== ABOUT THIS EXERCISE ==
An exact copy of the line containing "Each instance of the sky" and of every line after it, through the last line of the material, is what should be returned.

=== Section Start ===

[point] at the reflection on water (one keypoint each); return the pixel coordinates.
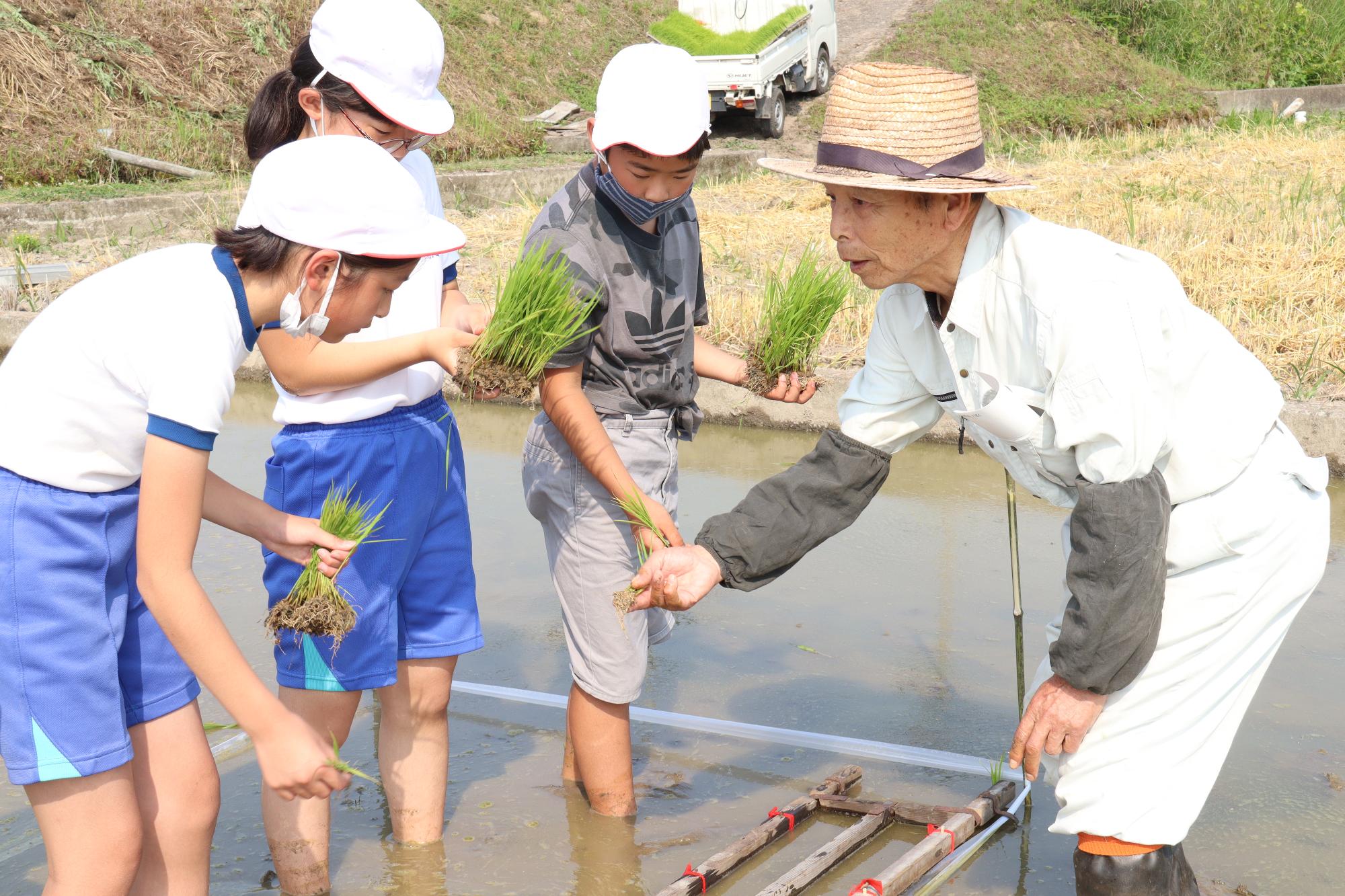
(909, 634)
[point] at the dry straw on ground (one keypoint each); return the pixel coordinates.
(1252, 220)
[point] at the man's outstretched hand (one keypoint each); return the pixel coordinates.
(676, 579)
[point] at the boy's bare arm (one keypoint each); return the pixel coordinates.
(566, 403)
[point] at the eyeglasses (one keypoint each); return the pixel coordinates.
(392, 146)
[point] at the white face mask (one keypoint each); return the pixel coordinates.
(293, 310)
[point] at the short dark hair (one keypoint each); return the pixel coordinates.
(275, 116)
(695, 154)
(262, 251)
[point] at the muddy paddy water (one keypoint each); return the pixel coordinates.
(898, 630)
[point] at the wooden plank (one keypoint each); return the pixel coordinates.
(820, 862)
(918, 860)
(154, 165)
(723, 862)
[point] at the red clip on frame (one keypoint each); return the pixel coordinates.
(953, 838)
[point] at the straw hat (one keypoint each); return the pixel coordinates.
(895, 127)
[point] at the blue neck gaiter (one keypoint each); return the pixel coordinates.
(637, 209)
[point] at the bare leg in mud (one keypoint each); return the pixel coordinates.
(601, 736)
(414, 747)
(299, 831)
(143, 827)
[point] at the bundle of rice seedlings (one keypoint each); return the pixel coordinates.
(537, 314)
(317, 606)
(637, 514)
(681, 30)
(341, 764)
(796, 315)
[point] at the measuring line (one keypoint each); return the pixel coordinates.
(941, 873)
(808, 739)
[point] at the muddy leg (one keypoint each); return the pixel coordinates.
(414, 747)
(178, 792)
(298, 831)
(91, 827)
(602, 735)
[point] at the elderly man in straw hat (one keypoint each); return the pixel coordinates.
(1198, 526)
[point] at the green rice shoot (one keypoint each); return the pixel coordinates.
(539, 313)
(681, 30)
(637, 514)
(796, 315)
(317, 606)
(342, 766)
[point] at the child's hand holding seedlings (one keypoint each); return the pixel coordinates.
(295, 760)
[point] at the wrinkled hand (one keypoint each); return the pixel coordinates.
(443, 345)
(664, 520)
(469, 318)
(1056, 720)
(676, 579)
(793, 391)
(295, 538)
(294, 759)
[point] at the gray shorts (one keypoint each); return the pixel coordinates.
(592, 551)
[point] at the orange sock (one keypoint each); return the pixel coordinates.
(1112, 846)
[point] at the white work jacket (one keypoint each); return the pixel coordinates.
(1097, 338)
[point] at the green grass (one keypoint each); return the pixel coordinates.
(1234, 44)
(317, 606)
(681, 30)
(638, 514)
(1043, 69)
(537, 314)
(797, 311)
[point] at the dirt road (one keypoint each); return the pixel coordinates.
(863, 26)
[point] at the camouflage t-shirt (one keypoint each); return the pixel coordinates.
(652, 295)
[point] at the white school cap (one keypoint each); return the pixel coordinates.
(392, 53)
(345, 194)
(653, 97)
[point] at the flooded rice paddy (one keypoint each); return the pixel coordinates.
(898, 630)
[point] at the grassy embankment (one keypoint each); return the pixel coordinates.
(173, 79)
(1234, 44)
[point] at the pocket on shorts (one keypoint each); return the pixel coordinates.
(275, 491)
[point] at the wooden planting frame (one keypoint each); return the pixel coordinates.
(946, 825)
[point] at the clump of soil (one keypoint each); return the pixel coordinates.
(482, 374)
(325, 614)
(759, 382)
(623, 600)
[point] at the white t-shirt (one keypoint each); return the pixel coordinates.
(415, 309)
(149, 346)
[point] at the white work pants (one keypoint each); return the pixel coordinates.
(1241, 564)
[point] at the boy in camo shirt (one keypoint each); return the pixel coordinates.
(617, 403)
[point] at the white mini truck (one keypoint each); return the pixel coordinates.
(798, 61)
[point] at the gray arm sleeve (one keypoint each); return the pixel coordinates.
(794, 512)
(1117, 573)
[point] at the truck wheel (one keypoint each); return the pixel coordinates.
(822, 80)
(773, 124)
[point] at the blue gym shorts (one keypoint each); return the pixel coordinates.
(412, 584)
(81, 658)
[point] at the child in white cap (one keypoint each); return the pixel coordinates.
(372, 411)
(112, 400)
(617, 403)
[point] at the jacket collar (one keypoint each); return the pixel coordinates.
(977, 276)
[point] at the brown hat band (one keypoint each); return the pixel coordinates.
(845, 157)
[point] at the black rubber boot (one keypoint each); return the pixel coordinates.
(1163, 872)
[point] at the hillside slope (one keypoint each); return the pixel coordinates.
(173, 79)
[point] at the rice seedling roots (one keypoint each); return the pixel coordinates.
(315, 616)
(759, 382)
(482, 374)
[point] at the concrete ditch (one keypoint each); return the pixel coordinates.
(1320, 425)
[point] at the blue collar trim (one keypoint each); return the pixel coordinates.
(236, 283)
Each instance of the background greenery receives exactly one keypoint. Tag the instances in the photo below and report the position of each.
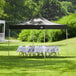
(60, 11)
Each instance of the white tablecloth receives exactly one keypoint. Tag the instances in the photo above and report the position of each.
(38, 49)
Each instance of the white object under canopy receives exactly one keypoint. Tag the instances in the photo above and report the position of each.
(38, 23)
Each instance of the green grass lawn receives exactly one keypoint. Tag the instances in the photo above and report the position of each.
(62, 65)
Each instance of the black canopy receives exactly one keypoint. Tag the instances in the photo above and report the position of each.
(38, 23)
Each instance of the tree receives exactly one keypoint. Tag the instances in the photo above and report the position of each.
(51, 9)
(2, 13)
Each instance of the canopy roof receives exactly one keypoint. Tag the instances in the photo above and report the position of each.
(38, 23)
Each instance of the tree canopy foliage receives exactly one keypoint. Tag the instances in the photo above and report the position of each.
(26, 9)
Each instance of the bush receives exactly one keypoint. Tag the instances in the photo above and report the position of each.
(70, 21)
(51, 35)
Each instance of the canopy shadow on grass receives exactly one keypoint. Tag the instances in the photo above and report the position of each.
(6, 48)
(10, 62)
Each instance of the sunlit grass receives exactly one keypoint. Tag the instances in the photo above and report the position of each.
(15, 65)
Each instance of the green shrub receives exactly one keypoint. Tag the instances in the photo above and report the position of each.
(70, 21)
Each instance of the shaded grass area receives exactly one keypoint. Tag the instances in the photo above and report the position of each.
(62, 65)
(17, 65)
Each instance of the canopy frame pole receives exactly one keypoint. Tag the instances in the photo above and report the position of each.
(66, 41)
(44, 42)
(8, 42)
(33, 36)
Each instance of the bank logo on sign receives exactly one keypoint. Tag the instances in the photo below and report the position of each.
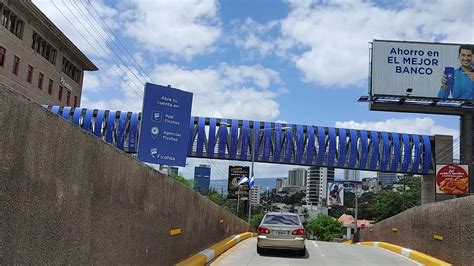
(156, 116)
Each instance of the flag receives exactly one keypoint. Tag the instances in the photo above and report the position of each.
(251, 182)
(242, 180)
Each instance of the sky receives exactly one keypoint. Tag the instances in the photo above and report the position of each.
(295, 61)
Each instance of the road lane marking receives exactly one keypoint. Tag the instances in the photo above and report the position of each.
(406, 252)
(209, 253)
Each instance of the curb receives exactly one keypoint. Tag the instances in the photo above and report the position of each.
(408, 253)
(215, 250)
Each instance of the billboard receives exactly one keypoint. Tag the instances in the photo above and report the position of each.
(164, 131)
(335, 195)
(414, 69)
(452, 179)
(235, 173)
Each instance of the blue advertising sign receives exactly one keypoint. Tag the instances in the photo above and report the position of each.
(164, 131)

=== Section End ===

== RESULT FOR THIS EXERCISE ==
Each instance of the sky receives exactly one keypoint. Tag the instances in the photo above and report the position of each.
(295, 61)
Each instance of the road lane marking receives exactly one keypoint. Tag the instances in the photo above and report the position of each.
(406, 252)
(209, 253)
Each instance of the curb receives exactly one keypoint. Tag the instances in the photo above and report the position of each.
(408, 253)
(215, 250)
Each instance of the billboard receives exactly one keypoint. Tag the instances in the photo above and report the position of each.
(164, 131)
(335, 195)
(414, 69)
(452, 179)
(235, 173)
Each instance of the blue advertising sign receives exactly one keypoint. Tag the instances in the photo above and report the position of each.
(164, 131)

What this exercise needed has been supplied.